PETER NAHUM At The Leicester Galleries
Peter Nahum At The Leicester Galleries specialises in 19th and 20th century paintings, drawings and sculpture; in particular quality Victorian paintings, the Pre-Raphaelites, The Liverpool and Birmingham Schools including artists working in egg tempera, the New Sculpture, European Symbolists and Scandinavian Northern Light painting.
The Leicester Galleries holds a wide variety of Modern British works including works by David Bomberg, Cecil Collins, Merlyn Evans, Terry Frost, Barbara Hepworth, Augustus John, Paul Nash, Ben Nicholson, Victor Pasmore, Michael Rothenstein and John Tunnard.
Also works by international artists including works by Julio González, Man Ray, Eugène Jansson, Eugene Carriere, Leon Frederic, Carlos Schawbe, Antonio Mancini, Eugene Jansson and Nils Kreuger.
Peter Nahum At The Leicester Galleries was formed in 1984 on the experience of seventeen years at Sotheby's. The gallery has a simple buying policy, based on two questions: "Is the work good enough?" and "Can we afford it?"
We also sell on behalf of private collectors.
The policy of the gallery is to buy top, museum quality works of art for what we consider to be, taking the market overall into consideration, a reasonable price. (The price we pay may be a world record for the artist). In general, this means that we buy against the market, over a wide range of dates and styles, but always looking for more than the merely decorative.

====

-- Written instruction A --
According to the Leicester Galleries text, in what year was the gallery formed?
-- Written instruction B --
Extract a passage from the Leicester Galleries text word for word. Begin at the words "The Leicester Galleries holds" and stop after "and John Tunnard.".
-- Written instruction C --
Extend the text about the Leicester Galleries by a few sentences, picking up after its final sentence.

====

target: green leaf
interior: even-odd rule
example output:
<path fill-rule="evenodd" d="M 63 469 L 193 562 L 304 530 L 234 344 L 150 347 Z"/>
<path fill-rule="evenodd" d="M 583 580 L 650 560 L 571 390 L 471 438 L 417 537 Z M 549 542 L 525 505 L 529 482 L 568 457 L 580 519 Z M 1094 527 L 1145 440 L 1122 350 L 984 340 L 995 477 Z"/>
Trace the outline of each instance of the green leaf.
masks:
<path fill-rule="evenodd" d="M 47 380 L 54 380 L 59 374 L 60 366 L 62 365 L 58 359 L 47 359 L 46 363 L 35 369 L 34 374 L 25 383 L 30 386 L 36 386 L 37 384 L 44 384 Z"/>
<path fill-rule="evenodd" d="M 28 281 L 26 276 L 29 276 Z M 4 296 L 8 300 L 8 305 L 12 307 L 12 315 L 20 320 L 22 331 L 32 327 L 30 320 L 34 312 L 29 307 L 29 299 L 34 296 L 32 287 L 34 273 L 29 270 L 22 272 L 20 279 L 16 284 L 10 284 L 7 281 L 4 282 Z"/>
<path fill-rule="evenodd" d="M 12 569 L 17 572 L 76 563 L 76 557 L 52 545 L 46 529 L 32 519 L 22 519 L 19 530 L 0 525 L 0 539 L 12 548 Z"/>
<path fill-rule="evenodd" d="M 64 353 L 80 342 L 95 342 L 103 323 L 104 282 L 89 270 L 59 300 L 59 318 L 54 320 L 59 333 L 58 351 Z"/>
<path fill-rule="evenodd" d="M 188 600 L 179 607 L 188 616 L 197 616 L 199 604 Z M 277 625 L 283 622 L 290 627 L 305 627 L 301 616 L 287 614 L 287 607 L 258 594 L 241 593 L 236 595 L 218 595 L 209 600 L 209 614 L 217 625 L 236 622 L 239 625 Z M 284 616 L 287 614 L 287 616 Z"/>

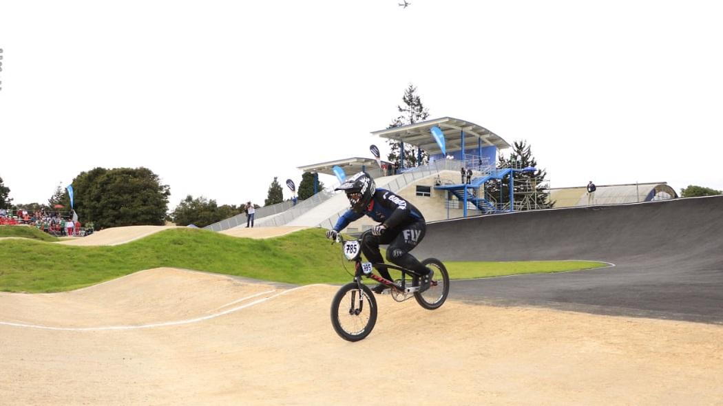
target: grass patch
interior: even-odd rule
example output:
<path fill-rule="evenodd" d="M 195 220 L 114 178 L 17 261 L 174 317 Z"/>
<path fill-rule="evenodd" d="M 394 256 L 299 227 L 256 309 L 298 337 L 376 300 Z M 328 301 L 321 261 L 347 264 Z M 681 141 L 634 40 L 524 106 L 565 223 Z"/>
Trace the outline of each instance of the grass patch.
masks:
<path fill-rule="evenodd" d="M 18 228 L 29 229 L 30 235 L 33 233 L 33 228 Z M 51 239 L 48 241 L 58 241 L 47 237 Z M 70 290 L 159 267 L 297 285 L 343 283 L 351 280 L 343 266 L 349 270 L 354 268 L 352 263 L 342 259 L 340 246 L 332 246 L 325 237 L 325 230 L 320 228 L 263 240 L 231 237 L 202 229 L 179 228 L 114 246 L 50 244 L 37 238 L 26 238 L 34 239 L 0 240 L 1 291 Z M 591 266 L 594 264 L 449 262 L 447 266 L 453 279 L 465 279 L 559 272 L 594 267 Z"/>
<path fill-rule="evenodd" d="M 57 238 L 40 231 L 35 227 L 27 225 L 0 225 L 0 238 L 19 237 L 41 241 L 58 241 Z"/>

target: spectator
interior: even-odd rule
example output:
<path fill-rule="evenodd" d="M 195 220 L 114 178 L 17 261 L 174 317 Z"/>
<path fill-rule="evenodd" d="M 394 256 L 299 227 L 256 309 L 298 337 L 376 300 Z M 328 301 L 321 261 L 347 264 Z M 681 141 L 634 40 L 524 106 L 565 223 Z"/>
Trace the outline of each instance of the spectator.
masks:
<path fill-rule="evenodd" d="M 590 181 L 590 182 L 588 183 L 588 206 L 595 204 L 596 190 L 597 190 L 597 188 L 595 187 L 595 183 L 592 183 L 592 181 Z"/>
<path fill-rule="evenodd" d="M 251 225 L 251 228 L 254 228 L 254 215 L 256 214 L 256 209 L 254 208 L 254 205 L 249 202 L 246 204 L 246 228 L 249 228 L 249 225 Z"/>

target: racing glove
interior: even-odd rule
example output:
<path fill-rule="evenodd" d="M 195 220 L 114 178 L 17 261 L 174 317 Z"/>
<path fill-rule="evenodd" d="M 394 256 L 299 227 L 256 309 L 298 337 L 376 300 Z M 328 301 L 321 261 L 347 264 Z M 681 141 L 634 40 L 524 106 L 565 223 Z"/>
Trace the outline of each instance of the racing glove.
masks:
<path fill-rule="evenodd" d="M 387 226 L 383 224 L 380 224 L 375 225 L 372 228 L 372 235 L 373 236 L 381 236 L 382 233 L 387 230 Z"/>

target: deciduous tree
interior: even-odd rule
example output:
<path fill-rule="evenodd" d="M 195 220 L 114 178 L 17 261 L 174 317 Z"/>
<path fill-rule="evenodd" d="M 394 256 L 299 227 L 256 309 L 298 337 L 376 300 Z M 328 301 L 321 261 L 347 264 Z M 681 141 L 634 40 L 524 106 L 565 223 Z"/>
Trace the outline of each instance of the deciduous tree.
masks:
<path fill-rule="evenodd" d="M 96 228 L 162 225 L 168 212 L 168 185 L 146 168 L 96 168 L 72 182 L 76 212 Z"/>
<path fill-rule="evenodd" d="M 680 197 L 701 197 L 702 196 L 716 196 L 718 194 L 723 194 L 723 191 L 695 185 L 688 185 L 687 188 L 680 189 Z"/>
<path fill-rule="evenodd" d="M 314 196 L 314 177 L 311 172 L 304 172 L 301 175 L 301 181 L 299 183 L 299 199 L 306 200 Z M 317 186 L 317 191 L 320 191 L 324 189 L 324 183 L 319 181 Z"/>

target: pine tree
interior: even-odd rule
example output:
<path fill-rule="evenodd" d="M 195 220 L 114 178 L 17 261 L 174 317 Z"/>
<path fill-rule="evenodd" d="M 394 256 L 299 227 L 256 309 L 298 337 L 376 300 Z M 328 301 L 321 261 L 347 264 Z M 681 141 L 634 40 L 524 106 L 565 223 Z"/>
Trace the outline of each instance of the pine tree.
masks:
<path fill-rule="evenodd" d="M 306 200 L 314 196 L 314 174 L 311 172 L 304 172 L 301 175 L 301 182 L 299 183 L 299 199 Z M 324 189 L 324 183 L 319 181 L 317 191 Z"/>
<path fill-rule="evenodd" d="M 9 209 L 12 199 L 8 197 L 10 194 L 10 188 L 6 187 L 2 183 L 2 178 L 0 178 L 0 209 Z"/>
<path fill-rule="evenodd" d="M 549 202 L 549 191 L 544 182 L 547 173 L 544 169 L 537 169 L 537 161 L 532 156 L 531 147 L 525 141 L 515 141 L 508 159 L 501 155 L 498 158 L 497 169 L 515 168 L 523 169 L 534 167 L 534 171 L 513 172 L 515 210 L 547 209 L 554 204 Z M 492 179 L 485 183 L 484 193 L 497 202 L 498 207 L 506 206 L 510 202 L 510 175 L 500 181 Z M 535 193 L 536 191 L 536 193 Z M 530 201 L 529 199 L 533 199 Z M 532 207 L 523 204 L 525 199 L 532 203 Z"/>
<path fill-rule="evenodd" d="M 424 121 L 429 116 L 429 110 L 422 103 L 422 99 L 415 94 L 416 87 L 411 84 L 404 90 L 404 95 L 402 101 L 404 106 L 397 105 L 397 110 L 401 113 L 399 116 L 392 121 L 387 128 L 399 127 L 408 124 L 414 124 L 419 121 Z M 401 167 L 400 162 L 401 148 L 400 142 L 393 139 L 387 141 L 389 144 L 390 152 L 387 159 L 399 167 Z M 424 165 L 429 160 L 429 155 L 426 151 L 422 151 L 422 162 L 417 160 L 417 149 L 414 145 L 404 144 L 404 167 L 411 168 L 418 165 Z"/>
<path fill-rule="evenodd" d="M 269 186 L 268 195 L 264 201 L 264 206 L 270 206 L 283 202 L 283 189 L 281 185 L 278 184 L 277 176 L 273 177 L 273 181 Z"/>
<path fill-rule="evenodd" d="M 61 204 L 64 207 L 70 210 L 70 198 L 65 196 L 65 190 L 59 184 L 55 188 L 53 196 L 48 199 L 48 205 L 52 210 L 56 204 Z"/>

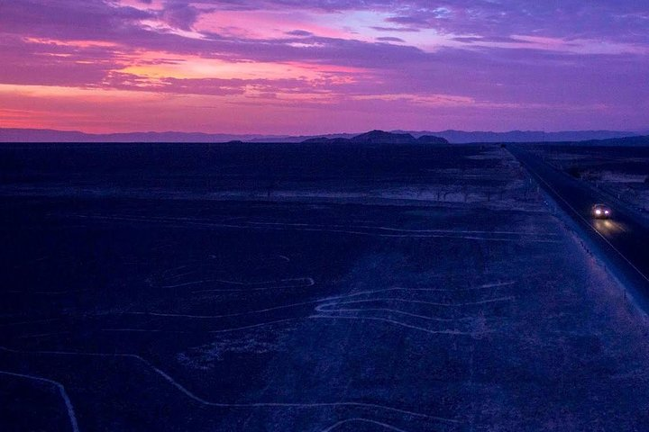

====

-- Right answer A --
1984

-- Right answer B --
The Leicester Galleries holds a wide variety of Modern British works including works by David Bomberg, Cecil Collins, Merlyn Evans, Terry Frost, Barbara Hepworth, Augustus John, Paul Nash, Ben Nicholson, Victor Pasmore, Michael Rothenstein and John Tunnard.

-- Right answer C --
Since becoming a member of the Art and Antiques market in 1966, Peter Nahum has seen many recessions and subsequent booms. The one message that clearly comes through is that top quality artworks, bought at the right price, never let their owner down. The price will, of course, be affected by market changes but, unlike fashionable works bought at the top of a boom market, the prices of correctly purchased paintings do not suffer extreme downward swings.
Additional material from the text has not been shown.